**What is expected:** Identify each line in the items below that contains the word "tree", and copy those lines out.

(Dataset rows showing where objects appear)
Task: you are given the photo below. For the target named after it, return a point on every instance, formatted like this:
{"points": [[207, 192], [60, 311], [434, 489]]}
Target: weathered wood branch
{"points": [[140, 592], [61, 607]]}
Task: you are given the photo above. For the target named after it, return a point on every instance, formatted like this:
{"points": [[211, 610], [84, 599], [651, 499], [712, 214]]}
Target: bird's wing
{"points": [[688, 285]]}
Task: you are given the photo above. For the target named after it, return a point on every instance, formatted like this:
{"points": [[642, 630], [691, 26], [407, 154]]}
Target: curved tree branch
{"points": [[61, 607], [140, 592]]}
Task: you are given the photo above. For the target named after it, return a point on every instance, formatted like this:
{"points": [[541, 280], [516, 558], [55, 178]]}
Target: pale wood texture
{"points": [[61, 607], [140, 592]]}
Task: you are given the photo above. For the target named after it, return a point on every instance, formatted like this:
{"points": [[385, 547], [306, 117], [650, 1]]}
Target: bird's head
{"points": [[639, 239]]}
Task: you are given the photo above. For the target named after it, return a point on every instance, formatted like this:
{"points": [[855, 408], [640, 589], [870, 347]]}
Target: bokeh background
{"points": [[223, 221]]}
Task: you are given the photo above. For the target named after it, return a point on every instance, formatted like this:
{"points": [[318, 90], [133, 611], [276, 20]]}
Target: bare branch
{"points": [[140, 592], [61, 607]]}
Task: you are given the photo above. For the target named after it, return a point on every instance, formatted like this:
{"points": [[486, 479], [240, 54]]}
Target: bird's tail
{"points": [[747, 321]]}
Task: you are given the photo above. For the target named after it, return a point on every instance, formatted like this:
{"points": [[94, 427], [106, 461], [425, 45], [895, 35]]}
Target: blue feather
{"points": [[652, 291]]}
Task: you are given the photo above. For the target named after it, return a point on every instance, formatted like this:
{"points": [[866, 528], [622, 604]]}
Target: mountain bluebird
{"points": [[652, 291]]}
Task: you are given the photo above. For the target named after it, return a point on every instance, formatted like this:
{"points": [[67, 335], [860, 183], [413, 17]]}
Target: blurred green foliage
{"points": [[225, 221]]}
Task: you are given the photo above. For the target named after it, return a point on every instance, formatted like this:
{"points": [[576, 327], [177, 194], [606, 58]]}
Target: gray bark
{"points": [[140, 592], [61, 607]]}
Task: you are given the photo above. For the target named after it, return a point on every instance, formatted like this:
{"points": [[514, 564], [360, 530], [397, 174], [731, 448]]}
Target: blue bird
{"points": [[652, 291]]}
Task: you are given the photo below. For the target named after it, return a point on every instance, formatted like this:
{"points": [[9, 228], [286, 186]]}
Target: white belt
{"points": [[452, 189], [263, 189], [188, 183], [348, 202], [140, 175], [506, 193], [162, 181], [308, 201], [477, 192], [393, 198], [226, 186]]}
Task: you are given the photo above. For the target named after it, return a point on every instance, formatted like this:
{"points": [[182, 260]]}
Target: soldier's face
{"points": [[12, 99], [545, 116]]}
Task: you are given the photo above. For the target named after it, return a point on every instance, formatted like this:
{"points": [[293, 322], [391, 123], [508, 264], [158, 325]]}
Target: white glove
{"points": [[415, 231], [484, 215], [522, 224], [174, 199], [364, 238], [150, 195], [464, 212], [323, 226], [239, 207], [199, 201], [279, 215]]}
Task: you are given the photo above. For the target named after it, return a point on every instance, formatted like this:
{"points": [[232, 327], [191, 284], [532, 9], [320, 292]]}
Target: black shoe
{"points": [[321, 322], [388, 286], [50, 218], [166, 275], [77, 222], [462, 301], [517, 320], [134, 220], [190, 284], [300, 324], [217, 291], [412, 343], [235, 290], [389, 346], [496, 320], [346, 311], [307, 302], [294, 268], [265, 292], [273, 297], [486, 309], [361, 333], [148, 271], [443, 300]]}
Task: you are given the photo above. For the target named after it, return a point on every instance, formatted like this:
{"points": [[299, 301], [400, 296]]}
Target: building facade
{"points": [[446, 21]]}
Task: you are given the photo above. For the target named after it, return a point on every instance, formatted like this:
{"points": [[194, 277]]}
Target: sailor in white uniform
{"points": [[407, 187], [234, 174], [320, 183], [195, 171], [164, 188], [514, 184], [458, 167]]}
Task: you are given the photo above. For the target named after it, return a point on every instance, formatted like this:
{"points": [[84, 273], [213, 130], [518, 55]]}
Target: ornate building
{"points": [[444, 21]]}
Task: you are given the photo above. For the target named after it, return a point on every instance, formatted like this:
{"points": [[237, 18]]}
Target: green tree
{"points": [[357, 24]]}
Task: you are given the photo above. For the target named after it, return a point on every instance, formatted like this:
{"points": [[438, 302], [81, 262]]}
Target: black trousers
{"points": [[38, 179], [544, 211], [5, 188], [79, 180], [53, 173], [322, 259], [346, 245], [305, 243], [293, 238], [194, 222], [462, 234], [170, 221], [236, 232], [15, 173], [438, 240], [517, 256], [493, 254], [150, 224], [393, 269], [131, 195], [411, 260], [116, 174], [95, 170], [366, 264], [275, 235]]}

**Exercise output:**
Target: curved tree branch
Target: green tree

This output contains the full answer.